Rows from a pointing dataset:

────

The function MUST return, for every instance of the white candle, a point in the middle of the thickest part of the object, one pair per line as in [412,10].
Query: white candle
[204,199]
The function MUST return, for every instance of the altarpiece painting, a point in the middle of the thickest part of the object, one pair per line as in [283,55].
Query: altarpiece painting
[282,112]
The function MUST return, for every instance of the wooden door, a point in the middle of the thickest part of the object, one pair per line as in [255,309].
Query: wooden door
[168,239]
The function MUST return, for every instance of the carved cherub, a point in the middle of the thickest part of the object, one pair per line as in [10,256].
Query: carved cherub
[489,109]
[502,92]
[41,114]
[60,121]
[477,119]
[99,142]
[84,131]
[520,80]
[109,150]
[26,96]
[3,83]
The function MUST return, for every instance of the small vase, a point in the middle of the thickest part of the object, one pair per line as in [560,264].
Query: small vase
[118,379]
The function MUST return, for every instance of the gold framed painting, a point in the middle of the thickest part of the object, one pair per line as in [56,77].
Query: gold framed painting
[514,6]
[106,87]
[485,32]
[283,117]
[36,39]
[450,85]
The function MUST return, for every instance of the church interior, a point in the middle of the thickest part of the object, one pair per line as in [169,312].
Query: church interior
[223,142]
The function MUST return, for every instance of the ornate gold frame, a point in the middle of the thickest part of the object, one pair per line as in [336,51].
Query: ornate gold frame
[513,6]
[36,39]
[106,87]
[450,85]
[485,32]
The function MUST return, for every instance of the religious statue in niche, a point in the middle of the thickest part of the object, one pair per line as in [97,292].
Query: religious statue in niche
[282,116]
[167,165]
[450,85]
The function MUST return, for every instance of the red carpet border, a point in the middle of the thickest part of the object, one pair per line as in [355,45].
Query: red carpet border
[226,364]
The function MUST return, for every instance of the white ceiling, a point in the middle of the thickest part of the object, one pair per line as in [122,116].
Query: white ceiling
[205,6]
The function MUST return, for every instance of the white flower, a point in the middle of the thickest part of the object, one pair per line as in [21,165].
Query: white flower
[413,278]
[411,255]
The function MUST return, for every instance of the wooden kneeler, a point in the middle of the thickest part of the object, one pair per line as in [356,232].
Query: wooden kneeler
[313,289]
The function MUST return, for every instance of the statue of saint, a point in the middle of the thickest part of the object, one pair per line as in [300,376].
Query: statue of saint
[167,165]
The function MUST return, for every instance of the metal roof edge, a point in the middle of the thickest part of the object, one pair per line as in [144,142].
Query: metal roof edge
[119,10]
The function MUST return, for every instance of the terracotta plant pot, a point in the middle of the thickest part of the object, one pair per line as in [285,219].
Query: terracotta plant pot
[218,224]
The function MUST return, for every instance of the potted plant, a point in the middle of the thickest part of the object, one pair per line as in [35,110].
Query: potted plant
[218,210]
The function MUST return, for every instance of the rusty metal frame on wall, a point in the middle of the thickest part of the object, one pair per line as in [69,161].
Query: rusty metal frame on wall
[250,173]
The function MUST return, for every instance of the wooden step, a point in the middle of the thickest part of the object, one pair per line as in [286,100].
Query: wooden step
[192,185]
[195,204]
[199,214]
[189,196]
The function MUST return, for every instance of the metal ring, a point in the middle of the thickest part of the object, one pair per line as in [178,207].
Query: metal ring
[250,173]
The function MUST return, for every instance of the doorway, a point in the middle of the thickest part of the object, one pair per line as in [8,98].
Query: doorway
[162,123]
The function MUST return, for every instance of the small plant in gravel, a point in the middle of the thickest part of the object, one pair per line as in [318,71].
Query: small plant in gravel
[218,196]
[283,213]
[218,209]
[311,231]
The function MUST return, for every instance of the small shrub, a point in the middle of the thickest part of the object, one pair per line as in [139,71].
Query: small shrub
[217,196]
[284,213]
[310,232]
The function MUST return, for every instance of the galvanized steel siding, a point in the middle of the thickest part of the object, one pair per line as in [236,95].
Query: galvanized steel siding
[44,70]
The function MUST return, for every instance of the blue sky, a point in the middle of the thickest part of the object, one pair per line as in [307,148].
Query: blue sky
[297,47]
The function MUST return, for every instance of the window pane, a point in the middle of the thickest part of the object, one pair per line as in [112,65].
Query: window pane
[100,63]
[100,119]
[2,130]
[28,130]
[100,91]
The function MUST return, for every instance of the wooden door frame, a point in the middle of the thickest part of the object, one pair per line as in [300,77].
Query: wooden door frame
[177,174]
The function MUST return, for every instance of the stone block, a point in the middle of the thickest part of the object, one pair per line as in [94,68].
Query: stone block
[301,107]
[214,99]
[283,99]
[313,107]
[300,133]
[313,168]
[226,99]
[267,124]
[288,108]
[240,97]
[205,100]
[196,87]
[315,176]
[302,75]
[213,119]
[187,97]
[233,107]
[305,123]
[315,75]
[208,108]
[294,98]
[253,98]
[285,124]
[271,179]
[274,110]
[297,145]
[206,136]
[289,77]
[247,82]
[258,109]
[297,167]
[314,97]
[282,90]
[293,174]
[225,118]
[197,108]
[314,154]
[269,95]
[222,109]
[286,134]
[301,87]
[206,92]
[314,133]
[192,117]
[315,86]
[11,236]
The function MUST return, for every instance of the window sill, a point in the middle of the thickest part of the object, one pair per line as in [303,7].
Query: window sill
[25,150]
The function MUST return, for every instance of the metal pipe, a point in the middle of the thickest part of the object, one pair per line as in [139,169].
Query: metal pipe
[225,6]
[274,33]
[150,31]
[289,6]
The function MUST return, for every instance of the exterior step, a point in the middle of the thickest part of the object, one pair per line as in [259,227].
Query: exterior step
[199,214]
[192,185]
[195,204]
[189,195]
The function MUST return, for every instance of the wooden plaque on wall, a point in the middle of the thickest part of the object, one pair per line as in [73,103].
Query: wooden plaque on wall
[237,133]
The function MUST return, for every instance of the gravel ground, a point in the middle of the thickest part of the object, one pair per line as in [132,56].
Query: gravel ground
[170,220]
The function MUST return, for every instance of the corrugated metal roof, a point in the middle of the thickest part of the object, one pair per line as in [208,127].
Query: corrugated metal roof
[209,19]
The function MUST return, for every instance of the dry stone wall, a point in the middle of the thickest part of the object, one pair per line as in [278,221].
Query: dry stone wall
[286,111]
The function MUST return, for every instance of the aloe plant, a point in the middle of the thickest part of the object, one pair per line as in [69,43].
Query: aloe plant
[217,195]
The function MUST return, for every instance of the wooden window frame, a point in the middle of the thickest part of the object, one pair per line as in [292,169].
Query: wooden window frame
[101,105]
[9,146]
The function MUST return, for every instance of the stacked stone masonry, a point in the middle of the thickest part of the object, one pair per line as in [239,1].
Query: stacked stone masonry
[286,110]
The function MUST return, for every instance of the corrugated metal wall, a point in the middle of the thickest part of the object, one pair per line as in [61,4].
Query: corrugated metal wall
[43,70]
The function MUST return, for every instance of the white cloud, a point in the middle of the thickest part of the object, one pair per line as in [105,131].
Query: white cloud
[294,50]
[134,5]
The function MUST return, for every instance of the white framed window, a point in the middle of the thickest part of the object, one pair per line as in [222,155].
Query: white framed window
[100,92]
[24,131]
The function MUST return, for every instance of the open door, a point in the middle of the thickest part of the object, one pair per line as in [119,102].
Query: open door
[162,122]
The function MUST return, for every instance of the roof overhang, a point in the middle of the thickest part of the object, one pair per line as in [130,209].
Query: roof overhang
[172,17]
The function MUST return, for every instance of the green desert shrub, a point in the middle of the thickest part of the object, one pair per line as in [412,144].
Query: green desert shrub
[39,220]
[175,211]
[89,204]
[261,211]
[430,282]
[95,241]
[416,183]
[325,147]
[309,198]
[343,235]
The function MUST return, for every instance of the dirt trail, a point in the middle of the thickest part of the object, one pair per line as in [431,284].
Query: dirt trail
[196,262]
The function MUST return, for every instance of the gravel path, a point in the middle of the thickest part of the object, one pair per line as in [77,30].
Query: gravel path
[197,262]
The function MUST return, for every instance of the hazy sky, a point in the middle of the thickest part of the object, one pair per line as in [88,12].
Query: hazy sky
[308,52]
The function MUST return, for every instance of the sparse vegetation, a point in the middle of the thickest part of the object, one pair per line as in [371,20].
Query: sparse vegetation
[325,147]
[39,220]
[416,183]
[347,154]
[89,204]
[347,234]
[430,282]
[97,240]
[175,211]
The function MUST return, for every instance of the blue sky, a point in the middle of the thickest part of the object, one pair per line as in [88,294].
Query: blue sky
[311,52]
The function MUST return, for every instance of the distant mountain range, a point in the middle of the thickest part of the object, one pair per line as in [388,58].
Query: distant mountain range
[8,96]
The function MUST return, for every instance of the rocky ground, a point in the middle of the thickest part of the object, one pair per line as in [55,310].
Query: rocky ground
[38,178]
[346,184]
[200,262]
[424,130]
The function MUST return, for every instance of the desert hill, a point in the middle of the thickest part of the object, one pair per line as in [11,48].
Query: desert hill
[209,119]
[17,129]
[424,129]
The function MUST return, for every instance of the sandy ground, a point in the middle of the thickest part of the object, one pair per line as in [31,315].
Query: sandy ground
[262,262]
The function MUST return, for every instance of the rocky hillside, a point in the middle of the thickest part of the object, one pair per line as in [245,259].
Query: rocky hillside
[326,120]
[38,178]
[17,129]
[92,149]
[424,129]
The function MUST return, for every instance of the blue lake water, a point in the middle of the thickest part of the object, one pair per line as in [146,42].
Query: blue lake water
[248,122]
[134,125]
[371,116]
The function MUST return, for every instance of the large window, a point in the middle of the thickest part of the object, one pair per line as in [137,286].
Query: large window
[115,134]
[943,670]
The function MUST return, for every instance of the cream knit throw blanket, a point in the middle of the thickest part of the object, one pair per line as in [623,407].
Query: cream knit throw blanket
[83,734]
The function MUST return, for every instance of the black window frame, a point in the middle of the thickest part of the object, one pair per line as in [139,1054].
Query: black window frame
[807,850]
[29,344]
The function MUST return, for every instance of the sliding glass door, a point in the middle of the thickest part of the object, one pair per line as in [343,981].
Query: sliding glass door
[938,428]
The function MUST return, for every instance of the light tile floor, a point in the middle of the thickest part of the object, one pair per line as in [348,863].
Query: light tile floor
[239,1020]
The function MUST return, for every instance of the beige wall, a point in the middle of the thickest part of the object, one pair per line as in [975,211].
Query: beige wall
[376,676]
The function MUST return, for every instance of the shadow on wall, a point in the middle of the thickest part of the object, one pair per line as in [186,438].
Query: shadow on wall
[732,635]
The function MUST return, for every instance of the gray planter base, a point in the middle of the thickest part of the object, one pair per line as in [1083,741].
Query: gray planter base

────

▶ [BRIEF]
Starting at the line that contains "The function MUST return, for every instance of the light", copy each line exactly through the end of the listing above. Include that first line and the last one, and add nothing.

▶ [FINAL RESULT]
The function MUST return, for every instance of the light tile floor, a point in the middle of the thickest part of the object, one pair per line as in [348,863].
Query: light tile floor
[239,1020]
The function MUST return, for every instance of the beige wall, a point in the middle of the thickest part of the object, one pair per line as in [975,211].
Query: beige wall
[376,676]
The function MUST return, for every instance of the shadow on wall, a point in the middle of the thickest part of the object, one pair per line as in [186,438].
Query: shadow on wall
[732,635]
The function MUST return, for every instance of the gray planter base, a point in the middle of the thickest part of the object, one pair per line as in [1083,741].
Query: gray planter base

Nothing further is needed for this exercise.